§ Objective:
Rescale the data between the line holding "Note: for every instance of the pink" and the line holding "[[310, 283]]", inclusive. Write out each of those lines and nothing else, multiplying every coordinate in the answers by 0.2 and rounding to whole numbers, with halves rounded up, while leaving all other text unchanged.

§ Supplied records:

################

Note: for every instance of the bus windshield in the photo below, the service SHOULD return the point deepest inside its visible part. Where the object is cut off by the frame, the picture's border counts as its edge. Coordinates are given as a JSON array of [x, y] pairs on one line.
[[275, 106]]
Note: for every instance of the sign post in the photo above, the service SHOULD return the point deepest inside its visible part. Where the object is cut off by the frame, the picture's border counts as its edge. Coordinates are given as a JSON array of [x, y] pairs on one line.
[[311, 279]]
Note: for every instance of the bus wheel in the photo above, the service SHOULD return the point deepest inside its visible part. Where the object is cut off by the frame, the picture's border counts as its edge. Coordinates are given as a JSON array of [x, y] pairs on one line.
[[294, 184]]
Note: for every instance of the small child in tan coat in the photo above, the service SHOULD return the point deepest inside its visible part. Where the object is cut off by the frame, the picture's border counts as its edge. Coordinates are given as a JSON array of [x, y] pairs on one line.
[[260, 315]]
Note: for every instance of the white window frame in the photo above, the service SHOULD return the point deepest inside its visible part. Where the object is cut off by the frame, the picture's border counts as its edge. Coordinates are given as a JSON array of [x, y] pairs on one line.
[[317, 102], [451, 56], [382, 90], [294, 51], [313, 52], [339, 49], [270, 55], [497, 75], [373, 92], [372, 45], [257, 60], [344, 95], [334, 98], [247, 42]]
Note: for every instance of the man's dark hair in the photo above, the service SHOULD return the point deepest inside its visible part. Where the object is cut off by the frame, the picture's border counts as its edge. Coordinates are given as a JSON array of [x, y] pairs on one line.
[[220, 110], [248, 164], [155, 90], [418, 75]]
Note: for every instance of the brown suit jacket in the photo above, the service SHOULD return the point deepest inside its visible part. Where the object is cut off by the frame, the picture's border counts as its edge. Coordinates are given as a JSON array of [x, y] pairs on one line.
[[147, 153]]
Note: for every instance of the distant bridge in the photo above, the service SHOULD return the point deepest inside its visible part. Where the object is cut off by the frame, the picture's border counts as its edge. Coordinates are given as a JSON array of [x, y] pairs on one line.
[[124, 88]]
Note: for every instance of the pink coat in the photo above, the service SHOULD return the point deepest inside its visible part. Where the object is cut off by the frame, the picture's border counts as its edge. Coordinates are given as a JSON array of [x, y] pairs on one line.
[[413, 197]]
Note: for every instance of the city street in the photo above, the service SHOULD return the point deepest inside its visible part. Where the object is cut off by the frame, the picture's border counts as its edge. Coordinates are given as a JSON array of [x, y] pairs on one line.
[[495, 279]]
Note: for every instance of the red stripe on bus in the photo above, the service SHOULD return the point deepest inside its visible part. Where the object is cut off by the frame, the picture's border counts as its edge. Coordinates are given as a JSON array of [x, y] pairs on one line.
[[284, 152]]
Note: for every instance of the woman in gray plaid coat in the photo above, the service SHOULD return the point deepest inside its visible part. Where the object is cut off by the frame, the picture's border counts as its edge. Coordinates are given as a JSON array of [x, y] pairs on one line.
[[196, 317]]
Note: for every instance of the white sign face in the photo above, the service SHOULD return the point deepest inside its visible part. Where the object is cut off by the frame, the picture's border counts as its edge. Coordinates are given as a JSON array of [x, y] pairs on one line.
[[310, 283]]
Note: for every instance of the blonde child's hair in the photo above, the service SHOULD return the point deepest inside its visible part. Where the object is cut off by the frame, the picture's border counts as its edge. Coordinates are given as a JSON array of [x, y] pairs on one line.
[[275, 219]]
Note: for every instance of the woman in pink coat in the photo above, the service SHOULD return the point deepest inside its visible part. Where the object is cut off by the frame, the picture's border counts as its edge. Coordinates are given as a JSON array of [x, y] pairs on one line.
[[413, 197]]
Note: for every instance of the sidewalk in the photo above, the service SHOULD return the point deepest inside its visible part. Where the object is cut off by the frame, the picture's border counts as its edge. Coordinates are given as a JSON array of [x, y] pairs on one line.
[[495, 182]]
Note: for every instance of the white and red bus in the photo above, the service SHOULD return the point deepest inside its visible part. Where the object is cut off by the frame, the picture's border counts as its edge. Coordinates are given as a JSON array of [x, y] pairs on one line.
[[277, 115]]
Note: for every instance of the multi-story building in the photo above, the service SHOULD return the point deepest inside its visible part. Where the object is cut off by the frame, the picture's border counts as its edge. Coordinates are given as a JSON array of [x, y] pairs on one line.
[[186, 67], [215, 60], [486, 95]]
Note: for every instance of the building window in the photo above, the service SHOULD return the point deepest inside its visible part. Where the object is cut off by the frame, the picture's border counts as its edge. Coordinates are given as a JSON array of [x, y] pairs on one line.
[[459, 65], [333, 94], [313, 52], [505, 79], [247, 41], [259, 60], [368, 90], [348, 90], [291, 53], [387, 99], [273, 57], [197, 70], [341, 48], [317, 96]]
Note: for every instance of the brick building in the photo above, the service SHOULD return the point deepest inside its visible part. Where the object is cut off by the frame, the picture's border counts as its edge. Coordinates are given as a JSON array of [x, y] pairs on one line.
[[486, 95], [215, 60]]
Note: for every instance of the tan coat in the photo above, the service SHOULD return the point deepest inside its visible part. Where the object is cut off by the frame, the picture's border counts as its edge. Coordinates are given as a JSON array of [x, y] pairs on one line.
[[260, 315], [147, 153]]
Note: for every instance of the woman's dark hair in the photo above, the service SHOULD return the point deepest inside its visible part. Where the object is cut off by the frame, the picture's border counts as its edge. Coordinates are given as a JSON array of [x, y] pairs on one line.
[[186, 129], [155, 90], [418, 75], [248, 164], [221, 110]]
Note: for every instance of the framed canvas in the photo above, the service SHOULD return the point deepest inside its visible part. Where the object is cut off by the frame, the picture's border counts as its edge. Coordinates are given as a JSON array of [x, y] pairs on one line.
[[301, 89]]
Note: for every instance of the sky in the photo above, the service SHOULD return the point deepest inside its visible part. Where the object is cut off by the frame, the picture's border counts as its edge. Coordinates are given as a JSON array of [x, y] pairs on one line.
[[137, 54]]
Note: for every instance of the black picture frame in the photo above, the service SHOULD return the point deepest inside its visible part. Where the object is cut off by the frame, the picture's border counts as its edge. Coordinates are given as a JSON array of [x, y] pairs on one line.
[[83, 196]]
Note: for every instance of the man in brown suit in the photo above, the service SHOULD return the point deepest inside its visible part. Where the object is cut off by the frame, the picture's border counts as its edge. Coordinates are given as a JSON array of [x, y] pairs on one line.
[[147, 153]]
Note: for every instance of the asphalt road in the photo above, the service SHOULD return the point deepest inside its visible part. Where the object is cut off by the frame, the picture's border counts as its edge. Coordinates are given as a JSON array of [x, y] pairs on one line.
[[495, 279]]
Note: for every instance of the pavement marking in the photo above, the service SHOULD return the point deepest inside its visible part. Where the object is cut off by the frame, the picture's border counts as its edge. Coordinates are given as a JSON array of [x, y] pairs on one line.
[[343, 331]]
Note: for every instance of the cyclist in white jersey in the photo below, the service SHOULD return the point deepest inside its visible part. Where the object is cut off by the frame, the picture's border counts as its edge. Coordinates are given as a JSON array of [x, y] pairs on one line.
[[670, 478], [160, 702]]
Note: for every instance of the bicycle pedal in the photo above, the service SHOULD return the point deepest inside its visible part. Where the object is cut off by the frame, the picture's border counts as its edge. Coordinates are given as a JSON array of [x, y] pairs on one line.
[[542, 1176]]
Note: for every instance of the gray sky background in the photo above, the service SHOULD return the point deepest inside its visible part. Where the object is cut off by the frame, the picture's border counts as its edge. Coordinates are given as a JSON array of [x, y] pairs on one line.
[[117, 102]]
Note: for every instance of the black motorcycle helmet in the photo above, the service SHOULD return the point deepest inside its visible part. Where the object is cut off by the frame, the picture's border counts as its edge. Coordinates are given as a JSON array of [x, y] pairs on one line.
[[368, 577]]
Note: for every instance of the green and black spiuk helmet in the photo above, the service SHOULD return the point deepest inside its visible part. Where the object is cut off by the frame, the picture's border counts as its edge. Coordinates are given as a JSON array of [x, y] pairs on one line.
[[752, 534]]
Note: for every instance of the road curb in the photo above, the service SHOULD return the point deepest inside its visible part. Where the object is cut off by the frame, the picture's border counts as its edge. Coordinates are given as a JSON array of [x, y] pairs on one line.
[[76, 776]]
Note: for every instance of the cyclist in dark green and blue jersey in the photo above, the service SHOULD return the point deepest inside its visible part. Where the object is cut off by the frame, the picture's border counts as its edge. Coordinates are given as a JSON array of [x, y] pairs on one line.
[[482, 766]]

################

§ Output for this task:
Note: for every instance of the pink coat in the photo above, the service SHOULD return the point deepest inside its visible part. Where the object is cut off by the frame, the picture's border counts as its edge. Coordinates are given as a JSON array of [x, y] pairs on one line.
[[83, 39]]
Note: for every instance of the city street in the photo above, the service SHOULD return the point deepest inside its visible part. Where the object is cut off by the frame, the picture's border counts as its edge. Coordinates are given as a JSON array of [x, y] pairs on one line.
[[99, 56]]
Note: for every instance of the red stripe on bus in the photo above, the service SHOULD return the point deepest inside its visible part. Where the object is cut off by the frame, the picture's border counts as its edge. Coordinates are given as a JSON array of [x, y] pairs on one line.
[[57, 30]]
Note: for every instance of the woman in gray plaid coat in the photo above, the service SHOULD return the point deepest inside its visible part. Where the object is cut off by the frame, the picture's border counts as its edge. Coordinates are given as a JSON array of [x, y] pairs on one line.
[[39, 63]]
Note: for every instance of the white sign face in the photo above, the service SHOULD return the point deepest inside its visible part. Where the object is cut off by the frame, the picture's border counts as its edge. Coordinates are given as a JSON array of [x, y] pairs on one line.
[[62, 57]]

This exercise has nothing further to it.